- Exercise: Reproduce the entries exactly.

---------- Entries supplied

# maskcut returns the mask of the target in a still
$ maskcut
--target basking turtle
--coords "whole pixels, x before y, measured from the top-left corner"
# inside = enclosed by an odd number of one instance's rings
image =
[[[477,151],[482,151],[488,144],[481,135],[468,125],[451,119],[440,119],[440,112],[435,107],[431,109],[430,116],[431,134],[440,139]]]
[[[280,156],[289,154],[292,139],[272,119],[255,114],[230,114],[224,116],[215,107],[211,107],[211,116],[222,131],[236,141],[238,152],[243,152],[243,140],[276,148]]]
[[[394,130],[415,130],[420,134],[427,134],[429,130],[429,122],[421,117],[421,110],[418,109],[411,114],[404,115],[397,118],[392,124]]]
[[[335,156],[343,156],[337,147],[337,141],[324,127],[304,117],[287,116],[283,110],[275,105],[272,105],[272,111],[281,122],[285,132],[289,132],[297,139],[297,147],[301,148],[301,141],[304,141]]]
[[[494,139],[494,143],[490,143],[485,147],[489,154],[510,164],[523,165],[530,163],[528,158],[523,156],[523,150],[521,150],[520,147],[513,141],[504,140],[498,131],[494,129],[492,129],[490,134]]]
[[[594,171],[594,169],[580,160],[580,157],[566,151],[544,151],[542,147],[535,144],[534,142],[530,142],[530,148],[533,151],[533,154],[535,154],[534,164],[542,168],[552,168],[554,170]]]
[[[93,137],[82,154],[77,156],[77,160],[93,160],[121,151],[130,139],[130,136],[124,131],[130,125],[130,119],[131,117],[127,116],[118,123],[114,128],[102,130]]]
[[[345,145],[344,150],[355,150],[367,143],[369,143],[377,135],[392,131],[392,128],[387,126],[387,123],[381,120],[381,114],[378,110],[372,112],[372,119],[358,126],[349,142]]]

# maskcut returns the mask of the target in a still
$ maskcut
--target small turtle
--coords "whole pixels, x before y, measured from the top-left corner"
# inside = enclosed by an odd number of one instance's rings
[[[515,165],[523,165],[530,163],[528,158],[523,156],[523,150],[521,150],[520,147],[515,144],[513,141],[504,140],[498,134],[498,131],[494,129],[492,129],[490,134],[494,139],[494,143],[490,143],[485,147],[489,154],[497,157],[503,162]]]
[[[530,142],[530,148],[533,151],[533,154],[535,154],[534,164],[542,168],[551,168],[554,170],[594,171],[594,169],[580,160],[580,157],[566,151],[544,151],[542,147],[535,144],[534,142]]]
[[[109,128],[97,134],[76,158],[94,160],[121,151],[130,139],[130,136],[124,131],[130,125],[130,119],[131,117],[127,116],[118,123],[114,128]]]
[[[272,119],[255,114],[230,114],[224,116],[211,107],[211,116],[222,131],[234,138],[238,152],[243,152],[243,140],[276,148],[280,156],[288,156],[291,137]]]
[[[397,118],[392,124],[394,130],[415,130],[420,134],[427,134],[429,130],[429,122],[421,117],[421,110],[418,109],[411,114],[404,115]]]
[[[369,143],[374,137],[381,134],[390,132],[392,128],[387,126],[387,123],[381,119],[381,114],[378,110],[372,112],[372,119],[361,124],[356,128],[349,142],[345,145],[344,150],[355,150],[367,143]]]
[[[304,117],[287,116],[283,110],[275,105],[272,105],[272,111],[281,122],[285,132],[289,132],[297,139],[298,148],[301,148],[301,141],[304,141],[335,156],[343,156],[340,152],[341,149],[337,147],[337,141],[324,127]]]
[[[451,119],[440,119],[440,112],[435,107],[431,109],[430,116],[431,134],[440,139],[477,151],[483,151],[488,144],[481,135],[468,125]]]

--------------------

- The response:
# maskcut returns the mask of the target in a still
$ maskcut
--target basking turtle
--coords "whole pixels, x before y, measured from the top-left corner"
# inside = enclosed by an odd number of one instance's rings
image =
[[[477,151],[482,151],[488,144],[481,135],[468,125],[451,119],[440,119],[440,112],[435,107],[431,109],[430,116],[431,134],[440,139]]]
[[[280,156],[289,154],[292,139],[272,119],[255,114],[230,114],[224,116],[215,107],[211,107],[211,116],[222,131],[236,141],[238,152],[243,152],[243,140],[276,148]]]
[[[394,130],[415,130],[420,134],[427,134],[429,130],[429,122],[421,117],[421,110],[418,109],[411,114],[404,115],[397,118],[392,124]]]
[[[335,156],[343,156],[337,147],[337,141],[324,127],[304,117],[287,116],[283,110],[275,105],[272,105],[272,111],[281,122],[285,132],[289,132],[297,139],[297,147],[301,148],[301,141],[304,141]]]
[[[494,139],[494,143],[490,143],[485,147],[489,154],[510,164],[523,165],[530,163],[528,158],[523,156],[523,150],[521,150],[520,147],[513,141],[504,140],[498,131],[494,129],[492,129],[490,134]]]
[[[594,171],[594,169],[580,160],[580,157],[566,151],[544,151],[542,147],[535,144],[534,142],[530,142],[530,148],[533,151],[533,154],[535,154],[534,164],[542,168],[552,168],[554,170]]]
[[[93,137],[82,154],[77,156],[77,160],[93,160],[121,151],[130,139],[130,136],[124,131],[130,125],[130,119],[131,117],[127,116],[118,123],[114,128],[102,130]]]
[[[345,145],[344,150],[355,150],[367,143],[369,143],[377,135],[392,131],[392,128],[387,126],[387,123],[381,120],[381,114],[378,110],[372,112],[372,119],[358,126],[349,142]]]

# maskcut returns the mask of the target in a still
$ maskcut
--target small turtle
--coords "whole pixels, x before y, measured from the top-left corner"
# inside = enclosed by an odd number of one instance's rings
[[[515,165],[523,165],[530,163],[528,158],[523,156],[523,150],[521,150],[520,147],[515,144],[513,141],[504,140],[498,134],[498,131],[494,129],[492,129],[490,134],[494,139],[494,143],[490,143],[485,147],[489,154],[497,157],[503,162]]]
[[[530,142],[530,148],[533,151],[533,154],[535,154],[534,164],[542,168],[551,168],[554,170],[594,171],[594,169],[580,160],[580,157],[566,151],[544,151],[542,147],[535,144],[534,142]]]
[[[109,128],[97,134],[76,158],[94,160],[121,151],[130,139],[130,136],[124,131],[130,125],[130,119],[131,117],[127,116],[118,123],[114,128]]]
[[[272,119],[255,114],[230,114],[224,116],[211,107],[211,116],[222,131],[234,138],[238,152],[243,152],[243,140],[276,148],[280,156],[288,156],[291,137]]]
[[[397,118],[392,124],[394,130],[415,130],[420,134],[427,134],[429,130],[429,122],[421,117],[421,110],[418,109],[411,114],[404,115]]]
[[[369,143],[374,137],[381,134],[390,132],[392,128],[387,126],[387,123],[381,119],[381,114],[378,110],[372,112],[372,119],[361,124],[356,128],[349,142],[345,145],[344,150],[355,150],[367,143]]]
[[[304,117],[287,116],[283,110],[275,105],[272,105],[272,111],[281,122],[285,132],[289,132],[297,139],[298,148],[301,148],[301,141],[304,141],[335,156],[343,156],[340,152],[341,149],[337,147],[337,141],[324,127]]]
[[[451,119],[440,119],[440,112],[435,107],[431,109],[430,116],[431,134],[440,139],[477,151],[483,151],[488,144],[481,135],[468,125]]]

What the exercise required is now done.